About this task: Output exactly the lines that run from the start of the records to the line with "212L329 219H322L316 215L317", counting both ends, and skip the pictures.

Collected data entries:
────────────────────────────────────────
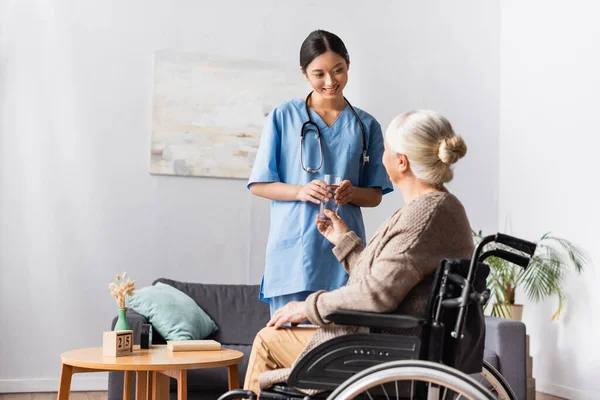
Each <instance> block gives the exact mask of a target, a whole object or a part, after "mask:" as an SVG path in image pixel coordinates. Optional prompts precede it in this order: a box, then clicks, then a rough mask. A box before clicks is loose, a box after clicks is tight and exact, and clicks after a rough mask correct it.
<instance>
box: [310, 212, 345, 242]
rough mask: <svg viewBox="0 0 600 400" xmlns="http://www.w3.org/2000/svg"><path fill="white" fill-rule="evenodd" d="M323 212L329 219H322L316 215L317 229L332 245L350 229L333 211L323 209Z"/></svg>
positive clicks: (338, 239) (343, 221)
mask: <svg viewBox="0 0 600 400" xmlns="http://www.w3.org/2000/svg"><path fill="white" fill-rule="evenodd" d="M323 212H324V213H325V215H326V216H327V217H328V218H329V219H330V221H324V220H322V219H320V218H319V215H317V229H319V232H321V235H323V236H325V239H327V240H329V241H330V242H331V243H332V244H333V245H337V244H338V243H339V241H340V239H341V238H342V236H344V235H345V234H346V233H348V232H350V229H348V226H346V224H345V223H344V221H342V219H341V218H340V217H339V216H338V215H337V214H336V213H334V212H333V211H331V210H324V211H323Z"/></svg>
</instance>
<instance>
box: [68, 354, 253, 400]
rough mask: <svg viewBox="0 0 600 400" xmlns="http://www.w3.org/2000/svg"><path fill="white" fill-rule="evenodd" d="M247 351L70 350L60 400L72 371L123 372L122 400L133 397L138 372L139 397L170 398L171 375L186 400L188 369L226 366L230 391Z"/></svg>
mask: <svg viewBox="0 0 600 400" xmlns="http://www.w3.org/2000/svg"><path fill="white" fill-rule="evenodd" d="M243 357H244V354H243V353H242V352H240V351H237V350H230V349H221V350H217V351H182V352H171V351H169V350H168V349H167V346H166V345H155V346H152V348H150V349H140V348H139V346H134V349H133V354H132V355H130V356H123V357H104V356H103V355H102V347H93V348H88V349H79V350H71V351H67V352H65V353H63V354H61V356H60V360H61V362H62V367H61V372H60V383H59V387H58V399H57V400H68V399H69V394H70V391H71V378H72V376H73V374H77V373H86V372H106V371H124V372H125V380H124V384H123V400H131V381H132V380H133V373H134V372H135V373H136V385H135V396H136V400H169V378H175V379H176V380H177V399H178V400H187V370H188V369H198V368H217V367H227V371H228V378H229V390H233V389H239V387H240V382H239V374H238V363H239V362H240V361H242V358H243Z"/></svg>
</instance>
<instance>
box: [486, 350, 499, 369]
mask: <svg viewBox="0 0 600 400" xmlns="http://www.w3.org/2000/svg"><path fill="white" fill-rule="evenodd" d="M483 359H484V360H485V361H487V362H489V363H490V364H491V365H492V367H494V368H496V369H498V364H499V361H498V354H496V353H495V352H493V351H491V350H488V349H485V350H483Z"/></svg>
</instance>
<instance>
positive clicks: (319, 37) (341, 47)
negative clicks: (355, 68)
mask: <svg viewBox="0 0 600 400" xmlns="http://www.w3.org/2000/svg"><path fill="white" fill-rule="evenodd" d="M327 51H333V52H334V53H337V54H338V55H339V56H340V57H342V58H343V59H344V60H346V64H350V56H349V55H348V50H346V45H345V44H344V42H342V39H340V38H339V36H337V35H335V34H333V33H331V32H327V31H324V30H321V29H319V30H316V31H313V32H311V33H310V35H308V37H307V38H306V39H304V42H302V46H301V47H300V67H301V68H302V72H304V73H306V68H308V65H309V64H310V63H311V62H312V61H313V60H314V59H315V58H317V57H319V56H320V55H321V54H323V53H325V52H327Z"/></svg>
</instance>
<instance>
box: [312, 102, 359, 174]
mask: <svg viewBox="0 0 600 400" xmlns="http://www.w3.org/2000/svg"><path fill="white" fill-rule="evenodd" d="M312 93H313V92H310V93H309V94H308V96H306V101H305V102H304V106H305V108H306V115H308V121H306V122H305V123H304V124H302V129H301V130H300V165H301V166H302V169H303V170H305V171H306V172H310V173H311V174H316V173H317V171H319V170H320V169H321V167H322V166H323V143H322V142H321V130H320V129H319V126H318V125H317V124H315V123H314V122H313V120H312V118H311V117H310V109H309V107H308V101H309V100H310V96H312ZM344 101H345V102H346V104H348V107H350V110H352V113H353V114H354V116H355V117H356V120H357V121H358V125H359V126H360V132H361V133H362V137H363V153H362V166H363V168H364V167H365V164H366V163H368V162H369V156H368V155H367V136H366V134H365V127H364V125H363V123H362V120H361V119H360V117H359V116H358V114H357V113H356V110H355V109H354V107H352V105H351V104H350V102H349V101H348V99H346V98H345V97H344ZM307 130H308V131H310V130H313V131H314V132H315V134H316V135H317V139H318V140H319V166H318V167H317V168H310V167H306V166H305V165H304V157H303V156H302V147H303V146H302V145H303V142H304V135H305V131H307Z"/></svg>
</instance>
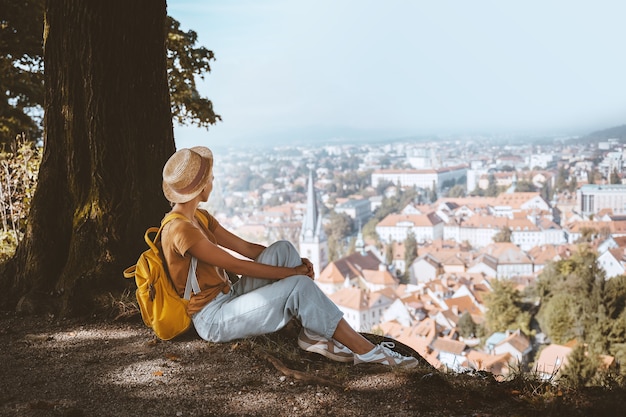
────────────────────────────────────────
Reply to the exercise:
Each <instance> block gives the exact mask of a target, a whole object or a part, after "mask:" as an SVG path in image pixel coordinates. Optional prompts precede it in this order: a box, then clicks, then a rough mask. A box before clicks is loose, a box after clicks is tight and exact, and clicks after a rough mask correct it.
<instance>
box: [310, 212, 345, 242]
rough mask: <svg viewBox="0 0 600 400" xmlns="http://www.w3.org/2000/svg"><path fill="white" fill-rule="evenodd" d="M323 212L329 219H322L316 215L317 229L332 245L350 229L333 211L323 209Z"/></svg>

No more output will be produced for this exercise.